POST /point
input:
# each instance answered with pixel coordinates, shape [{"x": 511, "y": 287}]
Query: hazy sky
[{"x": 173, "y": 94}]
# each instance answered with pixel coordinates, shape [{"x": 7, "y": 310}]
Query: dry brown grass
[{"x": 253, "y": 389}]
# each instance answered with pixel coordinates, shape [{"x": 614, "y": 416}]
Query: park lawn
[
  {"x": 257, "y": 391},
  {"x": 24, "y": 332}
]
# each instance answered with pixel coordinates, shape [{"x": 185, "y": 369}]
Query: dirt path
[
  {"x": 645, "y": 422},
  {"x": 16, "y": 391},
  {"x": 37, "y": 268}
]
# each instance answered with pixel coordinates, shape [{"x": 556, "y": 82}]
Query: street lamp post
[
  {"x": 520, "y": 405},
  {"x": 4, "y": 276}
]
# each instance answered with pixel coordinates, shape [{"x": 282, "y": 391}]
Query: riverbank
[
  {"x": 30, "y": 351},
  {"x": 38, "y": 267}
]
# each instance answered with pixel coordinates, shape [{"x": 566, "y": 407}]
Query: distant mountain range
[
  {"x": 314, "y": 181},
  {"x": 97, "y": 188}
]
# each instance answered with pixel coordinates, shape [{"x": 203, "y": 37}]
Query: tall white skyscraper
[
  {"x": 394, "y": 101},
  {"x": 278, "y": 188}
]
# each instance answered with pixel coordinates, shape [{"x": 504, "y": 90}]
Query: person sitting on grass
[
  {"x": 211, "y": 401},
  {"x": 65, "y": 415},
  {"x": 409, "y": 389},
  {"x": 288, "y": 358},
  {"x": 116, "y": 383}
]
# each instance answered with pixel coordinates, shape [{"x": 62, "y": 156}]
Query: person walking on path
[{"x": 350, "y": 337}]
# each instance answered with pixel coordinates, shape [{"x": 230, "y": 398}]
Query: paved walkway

- _Problem requirements_
Every record above must be duplicated exactly.

- _Completed task_
POST /point
input:
# each instance answered with pixel coordinates, shape [{"x": 511, "y": 287}]
Query: hazy sky
[{"x": 173, "y": 94}]
# each instance answered with pixel coordinates, shape [{"x": 7, "y": 310}]
Query: dry brown grass
[{"x": 253, "y": 389}]
# each instance answered with pixel coordinates, shape [{"x": 614, "y": 416}]
Query: park lawn
[
  {"x": 257, "y": 391},
  {"x": 24, "y": 332}
]
# each instance answered with pixel coordinates, shape [{"x": 185, "y": 369}]
Query: dirt path
[
  {"x": 645, "y": 422},
  {"x": 16, "y": 391},
  {"x": 37, "y": 268}
]
# each instance answered with pixel coordinates, shape [{"x": 556, "y": 82}]
Query: street lamp post
[
  {"x": 520, "y": 405},
  {"x": 4, "y": 276}
]
# each instance answered with pixel coordinates, shape [{"x": 282, "y": 391}]
Query: riverbank
[
  {"x": 30, "y": 351},
  {"x": 38, "y": 267}
]
# each instance answered with pixel coordinates, shape [{"x": 566, "y": 407}]
Query: distant mountain range
[
  {"x": 314, "y": 181},
  {"x": 97, "y": 188}
]
# each instance answered with pixel coordinates, shape [{"x": 203, "y": 37}]
Query: tall white skyscraper
[
  {"x": 394, "y": 101},
  {"x": 278, "y": 188}
]
# each instance answered with pixel coordinates, shape [{"x": 504, "y": 90}]
Query: person sitting on grass
[
  {"x": 211, "y": 401},
  {"x": 65, "y": 415},
  {"x": 409, "y": 389},
  {"x": 288, "y": 358},
  {"x": 116, "y": 383}
]
# each instance answered with pixel coordinates, shape [{"x": 62, "y": 156}]
Query: person walking on path
[{"x": 350, "y": 337}]
# each instance answered with pixel coordinates, shape [{"x": 230, "y": 398}]
Query: paved walkway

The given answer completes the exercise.